>> start MATERIAL FOR THIS TASK
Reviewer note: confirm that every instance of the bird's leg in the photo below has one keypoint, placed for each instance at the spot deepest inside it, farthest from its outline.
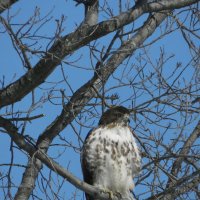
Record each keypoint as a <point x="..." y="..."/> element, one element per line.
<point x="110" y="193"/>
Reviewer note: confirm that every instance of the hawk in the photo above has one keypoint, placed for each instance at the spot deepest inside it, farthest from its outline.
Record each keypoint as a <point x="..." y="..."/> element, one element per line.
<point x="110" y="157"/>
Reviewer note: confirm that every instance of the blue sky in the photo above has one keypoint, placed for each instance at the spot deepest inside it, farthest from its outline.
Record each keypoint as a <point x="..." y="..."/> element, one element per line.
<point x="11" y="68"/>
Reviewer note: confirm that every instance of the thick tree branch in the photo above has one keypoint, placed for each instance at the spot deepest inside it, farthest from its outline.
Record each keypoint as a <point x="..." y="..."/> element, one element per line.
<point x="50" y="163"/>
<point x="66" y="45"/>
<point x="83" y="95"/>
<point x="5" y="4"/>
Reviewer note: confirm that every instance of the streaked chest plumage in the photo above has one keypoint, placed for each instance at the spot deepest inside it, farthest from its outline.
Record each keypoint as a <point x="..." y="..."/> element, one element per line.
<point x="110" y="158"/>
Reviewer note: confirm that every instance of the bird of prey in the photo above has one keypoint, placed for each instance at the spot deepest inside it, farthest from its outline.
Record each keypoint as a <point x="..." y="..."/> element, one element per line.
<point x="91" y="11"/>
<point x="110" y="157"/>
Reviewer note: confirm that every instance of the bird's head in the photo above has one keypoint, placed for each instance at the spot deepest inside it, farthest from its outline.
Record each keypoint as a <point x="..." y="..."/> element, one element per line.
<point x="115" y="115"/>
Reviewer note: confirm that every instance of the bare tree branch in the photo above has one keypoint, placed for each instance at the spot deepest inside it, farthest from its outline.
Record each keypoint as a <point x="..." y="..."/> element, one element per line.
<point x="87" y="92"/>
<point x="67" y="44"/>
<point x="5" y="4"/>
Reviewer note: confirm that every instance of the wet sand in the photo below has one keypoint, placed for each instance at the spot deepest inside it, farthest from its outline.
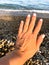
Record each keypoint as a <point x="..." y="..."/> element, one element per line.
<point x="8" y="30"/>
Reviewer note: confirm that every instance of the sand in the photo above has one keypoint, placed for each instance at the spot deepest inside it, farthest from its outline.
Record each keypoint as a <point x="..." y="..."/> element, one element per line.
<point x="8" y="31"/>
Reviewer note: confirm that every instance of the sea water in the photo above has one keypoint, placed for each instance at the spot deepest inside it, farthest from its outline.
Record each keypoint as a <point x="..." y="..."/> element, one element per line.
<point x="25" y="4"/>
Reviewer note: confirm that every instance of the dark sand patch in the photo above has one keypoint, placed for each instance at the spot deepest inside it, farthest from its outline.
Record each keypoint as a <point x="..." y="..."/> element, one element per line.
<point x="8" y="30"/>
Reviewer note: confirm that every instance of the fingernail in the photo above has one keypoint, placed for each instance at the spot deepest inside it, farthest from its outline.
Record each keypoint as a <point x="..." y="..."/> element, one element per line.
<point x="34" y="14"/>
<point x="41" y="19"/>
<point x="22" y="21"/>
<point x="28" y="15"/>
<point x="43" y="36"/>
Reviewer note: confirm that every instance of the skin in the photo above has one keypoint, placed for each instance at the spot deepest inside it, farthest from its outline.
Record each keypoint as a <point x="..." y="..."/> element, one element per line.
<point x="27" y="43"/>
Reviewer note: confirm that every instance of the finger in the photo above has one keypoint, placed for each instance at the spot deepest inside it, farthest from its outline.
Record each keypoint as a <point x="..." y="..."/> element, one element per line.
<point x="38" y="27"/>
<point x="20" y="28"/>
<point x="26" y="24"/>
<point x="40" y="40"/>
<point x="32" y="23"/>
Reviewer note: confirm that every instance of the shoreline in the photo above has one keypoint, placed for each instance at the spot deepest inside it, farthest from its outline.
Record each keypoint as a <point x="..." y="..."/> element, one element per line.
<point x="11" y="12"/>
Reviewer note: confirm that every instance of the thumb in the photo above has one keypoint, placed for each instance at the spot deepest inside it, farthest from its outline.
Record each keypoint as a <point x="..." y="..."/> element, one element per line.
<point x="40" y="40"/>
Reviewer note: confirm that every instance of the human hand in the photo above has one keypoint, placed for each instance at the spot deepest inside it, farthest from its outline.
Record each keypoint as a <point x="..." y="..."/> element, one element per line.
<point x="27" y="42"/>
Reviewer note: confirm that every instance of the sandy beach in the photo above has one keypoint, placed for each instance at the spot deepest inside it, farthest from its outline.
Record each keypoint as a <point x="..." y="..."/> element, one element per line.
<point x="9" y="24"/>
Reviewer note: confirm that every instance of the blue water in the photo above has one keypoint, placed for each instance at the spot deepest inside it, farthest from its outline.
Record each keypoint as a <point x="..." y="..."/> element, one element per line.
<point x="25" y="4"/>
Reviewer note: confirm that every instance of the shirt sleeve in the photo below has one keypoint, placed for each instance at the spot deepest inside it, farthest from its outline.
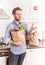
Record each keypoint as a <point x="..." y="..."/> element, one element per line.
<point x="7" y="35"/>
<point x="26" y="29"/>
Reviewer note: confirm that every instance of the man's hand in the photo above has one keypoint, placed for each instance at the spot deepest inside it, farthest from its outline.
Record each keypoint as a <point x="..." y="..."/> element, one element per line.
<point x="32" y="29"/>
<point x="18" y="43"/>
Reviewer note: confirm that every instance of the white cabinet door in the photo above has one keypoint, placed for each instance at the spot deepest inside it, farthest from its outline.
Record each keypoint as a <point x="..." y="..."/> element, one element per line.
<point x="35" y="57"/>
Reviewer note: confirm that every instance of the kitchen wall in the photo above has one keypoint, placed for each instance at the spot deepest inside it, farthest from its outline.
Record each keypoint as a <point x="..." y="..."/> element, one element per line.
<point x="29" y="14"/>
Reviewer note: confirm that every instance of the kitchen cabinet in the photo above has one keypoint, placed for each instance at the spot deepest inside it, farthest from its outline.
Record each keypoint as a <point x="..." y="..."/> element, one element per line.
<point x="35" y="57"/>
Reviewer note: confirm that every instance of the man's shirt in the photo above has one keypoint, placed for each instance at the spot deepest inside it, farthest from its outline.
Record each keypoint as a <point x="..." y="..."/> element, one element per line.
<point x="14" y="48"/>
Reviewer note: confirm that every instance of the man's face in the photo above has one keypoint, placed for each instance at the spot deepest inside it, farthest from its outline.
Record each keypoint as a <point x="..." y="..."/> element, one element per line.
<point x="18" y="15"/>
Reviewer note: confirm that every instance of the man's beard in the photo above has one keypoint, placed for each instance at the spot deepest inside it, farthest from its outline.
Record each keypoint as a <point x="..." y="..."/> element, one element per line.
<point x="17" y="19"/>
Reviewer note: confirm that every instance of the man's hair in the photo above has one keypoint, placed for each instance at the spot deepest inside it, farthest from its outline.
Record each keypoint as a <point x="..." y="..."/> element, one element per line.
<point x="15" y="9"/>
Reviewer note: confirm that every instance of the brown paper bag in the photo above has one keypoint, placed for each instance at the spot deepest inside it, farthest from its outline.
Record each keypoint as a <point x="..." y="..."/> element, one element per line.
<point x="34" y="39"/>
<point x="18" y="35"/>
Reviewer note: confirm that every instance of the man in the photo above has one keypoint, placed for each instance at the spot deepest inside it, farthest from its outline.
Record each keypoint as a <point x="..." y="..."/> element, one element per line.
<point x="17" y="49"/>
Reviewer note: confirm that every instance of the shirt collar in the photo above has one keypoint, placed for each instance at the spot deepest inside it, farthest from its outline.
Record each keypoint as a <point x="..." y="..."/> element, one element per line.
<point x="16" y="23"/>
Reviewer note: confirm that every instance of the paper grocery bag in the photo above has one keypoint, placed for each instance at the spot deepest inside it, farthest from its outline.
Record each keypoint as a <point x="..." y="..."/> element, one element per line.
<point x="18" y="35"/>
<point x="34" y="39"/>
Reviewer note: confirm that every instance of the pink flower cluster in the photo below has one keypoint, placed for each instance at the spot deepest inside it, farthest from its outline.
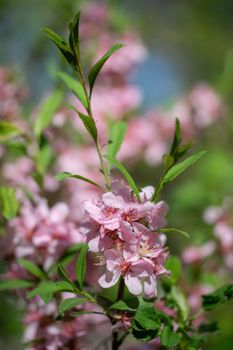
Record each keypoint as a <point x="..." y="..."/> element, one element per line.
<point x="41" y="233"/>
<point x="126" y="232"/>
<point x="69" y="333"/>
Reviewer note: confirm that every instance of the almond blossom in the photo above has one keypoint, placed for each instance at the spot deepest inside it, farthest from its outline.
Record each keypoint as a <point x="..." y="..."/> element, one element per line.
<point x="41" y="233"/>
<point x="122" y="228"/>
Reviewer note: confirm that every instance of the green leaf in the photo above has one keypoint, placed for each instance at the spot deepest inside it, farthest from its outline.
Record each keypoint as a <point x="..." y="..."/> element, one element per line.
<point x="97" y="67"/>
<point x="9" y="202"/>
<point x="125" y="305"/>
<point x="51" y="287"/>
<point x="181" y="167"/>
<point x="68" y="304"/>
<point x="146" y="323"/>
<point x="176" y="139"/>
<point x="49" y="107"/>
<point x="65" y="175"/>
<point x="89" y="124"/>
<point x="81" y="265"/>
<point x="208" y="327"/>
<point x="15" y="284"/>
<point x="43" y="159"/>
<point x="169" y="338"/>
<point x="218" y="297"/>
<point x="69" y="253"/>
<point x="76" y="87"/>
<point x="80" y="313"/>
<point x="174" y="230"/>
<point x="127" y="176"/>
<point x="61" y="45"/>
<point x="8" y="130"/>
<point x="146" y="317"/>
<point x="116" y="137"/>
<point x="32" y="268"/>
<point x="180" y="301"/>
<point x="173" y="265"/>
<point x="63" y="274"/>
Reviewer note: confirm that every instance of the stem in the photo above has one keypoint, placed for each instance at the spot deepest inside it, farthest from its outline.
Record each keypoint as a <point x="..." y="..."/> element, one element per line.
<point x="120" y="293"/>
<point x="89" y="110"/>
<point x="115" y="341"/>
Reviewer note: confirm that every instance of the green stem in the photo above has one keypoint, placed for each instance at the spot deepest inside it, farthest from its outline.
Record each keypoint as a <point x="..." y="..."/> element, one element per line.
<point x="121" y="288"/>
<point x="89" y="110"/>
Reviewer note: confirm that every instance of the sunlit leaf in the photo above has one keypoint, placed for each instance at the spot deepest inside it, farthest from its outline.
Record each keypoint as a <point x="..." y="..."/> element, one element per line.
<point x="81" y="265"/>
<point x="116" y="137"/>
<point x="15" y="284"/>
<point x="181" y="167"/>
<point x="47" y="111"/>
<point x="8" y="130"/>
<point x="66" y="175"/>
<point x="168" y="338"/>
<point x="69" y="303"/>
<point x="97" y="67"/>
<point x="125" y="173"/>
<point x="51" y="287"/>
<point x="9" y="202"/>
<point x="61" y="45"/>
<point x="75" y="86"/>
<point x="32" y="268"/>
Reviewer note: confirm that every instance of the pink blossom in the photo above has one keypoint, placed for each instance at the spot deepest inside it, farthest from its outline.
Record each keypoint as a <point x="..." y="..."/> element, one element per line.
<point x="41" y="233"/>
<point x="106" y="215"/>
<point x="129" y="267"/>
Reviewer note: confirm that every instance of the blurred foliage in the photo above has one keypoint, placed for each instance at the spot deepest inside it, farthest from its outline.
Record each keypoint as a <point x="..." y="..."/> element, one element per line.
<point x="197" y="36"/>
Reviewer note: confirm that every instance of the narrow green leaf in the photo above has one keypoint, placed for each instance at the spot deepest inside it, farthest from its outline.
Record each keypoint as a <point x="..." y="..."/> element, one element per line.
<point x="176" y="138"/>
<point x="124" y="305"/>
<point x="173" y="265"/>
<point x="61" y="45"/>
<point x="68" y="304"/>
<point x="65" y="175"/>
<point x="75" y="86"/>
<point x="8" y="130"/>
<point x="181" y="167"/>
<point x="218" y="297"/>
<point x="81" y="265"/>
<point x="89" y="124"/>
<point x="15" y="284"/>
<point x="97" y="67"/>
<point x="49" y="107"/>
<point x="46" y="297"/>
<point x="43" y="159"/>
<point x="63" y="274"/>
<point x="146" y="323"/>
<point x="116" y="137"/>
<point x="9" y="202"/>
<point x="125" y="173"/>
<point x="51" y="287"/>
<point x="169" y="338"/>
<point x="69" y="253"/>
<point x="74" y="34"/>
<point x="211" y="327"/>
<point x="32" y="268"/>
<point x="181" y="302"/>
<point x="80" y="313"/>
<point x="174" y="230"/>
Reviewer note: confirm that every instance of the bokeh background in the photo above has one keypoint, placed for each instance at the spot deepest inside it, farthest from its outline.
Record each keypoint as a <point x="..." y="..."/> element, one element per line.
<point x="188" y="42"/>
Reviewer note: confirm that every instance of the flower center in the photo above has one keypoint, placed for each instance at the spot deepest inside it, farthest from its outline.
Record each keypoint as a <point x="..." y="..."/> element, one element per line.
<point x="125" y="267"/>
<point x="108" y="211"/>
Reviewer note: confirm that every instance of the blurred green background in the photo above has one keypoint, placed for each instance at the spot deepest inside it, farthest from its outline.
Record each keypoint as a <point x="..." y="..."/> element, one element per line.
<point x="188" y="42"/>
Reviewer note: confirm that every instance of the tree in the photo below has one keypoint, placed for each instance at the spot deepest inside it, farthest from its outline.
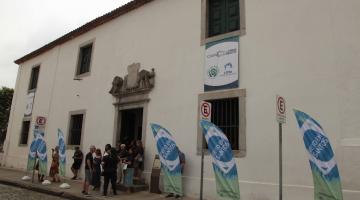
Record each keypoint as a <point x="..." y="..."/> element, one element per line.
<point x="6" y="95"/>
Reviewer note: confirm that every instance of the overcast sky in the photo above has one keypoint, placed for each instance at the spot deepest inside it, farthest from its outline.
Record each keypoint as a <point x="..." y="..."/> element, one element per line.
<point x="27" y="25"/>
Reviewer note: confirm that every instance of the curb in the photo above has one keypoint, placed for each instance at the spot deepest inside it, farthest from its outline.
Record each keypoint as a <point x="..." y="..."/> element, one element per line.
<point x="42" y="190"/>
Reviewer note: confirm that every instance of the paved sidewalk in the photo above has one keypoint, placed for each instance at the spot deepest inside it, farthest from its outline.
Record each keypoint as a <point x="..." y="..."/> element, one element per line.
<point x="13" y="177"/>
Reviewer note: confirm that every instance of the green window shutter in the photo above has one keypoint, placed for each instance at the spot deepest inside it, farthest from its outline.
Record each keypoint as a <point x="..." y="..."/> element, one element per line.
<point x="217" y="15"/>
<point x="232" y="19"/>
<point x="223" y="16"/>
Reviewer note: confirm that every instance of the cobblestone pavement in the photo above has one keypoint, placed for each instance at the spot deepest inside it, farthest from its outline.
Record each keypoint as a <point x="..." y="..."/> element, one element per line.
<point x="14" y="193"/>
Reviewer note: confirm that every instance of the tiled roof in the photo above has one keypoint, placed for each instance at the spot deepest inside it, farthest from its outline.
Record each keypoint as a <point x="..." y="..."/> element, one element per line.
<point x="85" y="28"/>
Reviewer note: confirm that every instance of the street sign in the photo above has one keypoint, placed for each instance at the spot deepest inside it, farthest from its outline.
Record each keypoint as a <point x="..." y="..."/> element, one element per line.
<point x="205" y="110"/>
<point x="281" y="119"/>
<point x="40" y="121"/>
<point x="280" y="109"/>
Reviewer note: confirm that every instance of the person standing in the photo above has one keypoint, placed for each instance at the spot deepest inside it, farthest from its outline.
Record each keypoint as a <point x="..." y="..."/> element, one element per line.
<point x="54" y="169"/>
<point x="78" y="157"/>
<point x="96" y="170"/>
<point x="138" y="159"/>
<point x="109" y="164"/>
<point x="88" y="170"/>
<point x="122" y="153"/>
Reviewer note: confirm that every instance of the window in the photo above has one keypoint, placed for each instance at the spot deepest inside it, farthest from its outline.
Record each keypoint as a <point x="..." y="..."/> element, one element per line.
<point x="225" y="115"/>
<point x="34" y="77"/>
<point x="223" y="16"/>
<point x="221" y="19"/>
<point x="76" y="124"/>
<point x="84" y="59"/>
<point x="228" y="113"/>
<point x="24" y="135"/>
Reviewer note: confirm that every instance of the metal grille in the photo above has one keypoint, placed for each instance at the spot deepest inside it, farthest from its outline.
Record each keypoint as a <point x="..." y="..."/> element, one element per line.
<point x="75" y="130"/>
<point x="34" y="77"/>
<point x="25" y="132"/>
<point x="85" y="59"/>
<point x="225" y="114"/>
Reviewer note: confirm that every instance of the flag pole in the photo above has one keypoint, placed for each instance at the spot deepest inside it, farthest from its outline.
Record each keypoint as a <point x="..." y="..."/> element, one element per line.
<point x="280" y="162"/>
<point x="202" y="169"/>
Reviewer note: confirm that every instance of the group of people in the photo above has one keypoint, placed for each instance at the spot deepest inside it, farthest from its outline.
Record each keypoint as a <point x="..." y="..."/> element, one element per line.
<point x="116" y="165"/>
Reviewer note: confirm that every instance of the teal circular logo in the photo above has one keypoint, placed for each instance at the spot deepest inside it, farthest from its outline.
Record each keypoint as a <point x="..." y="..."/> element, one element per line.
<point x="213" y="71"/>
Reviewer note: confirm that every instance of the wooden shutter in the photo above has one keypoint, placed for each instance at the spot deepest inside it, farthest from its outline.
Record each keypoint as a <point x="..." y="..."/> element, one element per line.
>> end MATERIAL FOR THIS TASK
• PROBLEM
Reproduce only the lines running from the one with "Reviewer note: confirm that every instance of the flag" through the final line of the listing above, both ends included.

• WORKED ANSWER
Reviewer note: confirm that every instance of the flag pole in the photo above has one keypoint, placed for each instance at the spot deepest inside it, farthest from its outline.
Record each keypoint as a <point x="..." y="..."/> element, one element per line.
<point x="280" y="162"/>
<point x="202" y="169"/>
Reviewer note: confirm that every instance of the group of people in the photo above has one keypoint, placed for each instance at the spot deepest inside it, farthest from its outline.
Record each keypoint as a <point x="..." y="..."/> element, one element per line.
<point x="116" y="165"/>
Reviewer note: confirm that every instance of the teal circular logo in the photo above has one keypoint, placed for each instance at the spot deepest inside it, farthest from its outline.
Record each keypoint as a <point x="..." y="..."/> element, one element per line.
<point x="213" y="71"/>
Reviewer note: confirm that every instance of the wooden shutter in the photo above has one keypoint, placed for each instance at the spot deepest inside it, farthest from its outline.
Record each keypoint as a <point x="..." y="..."/> element, one element per line.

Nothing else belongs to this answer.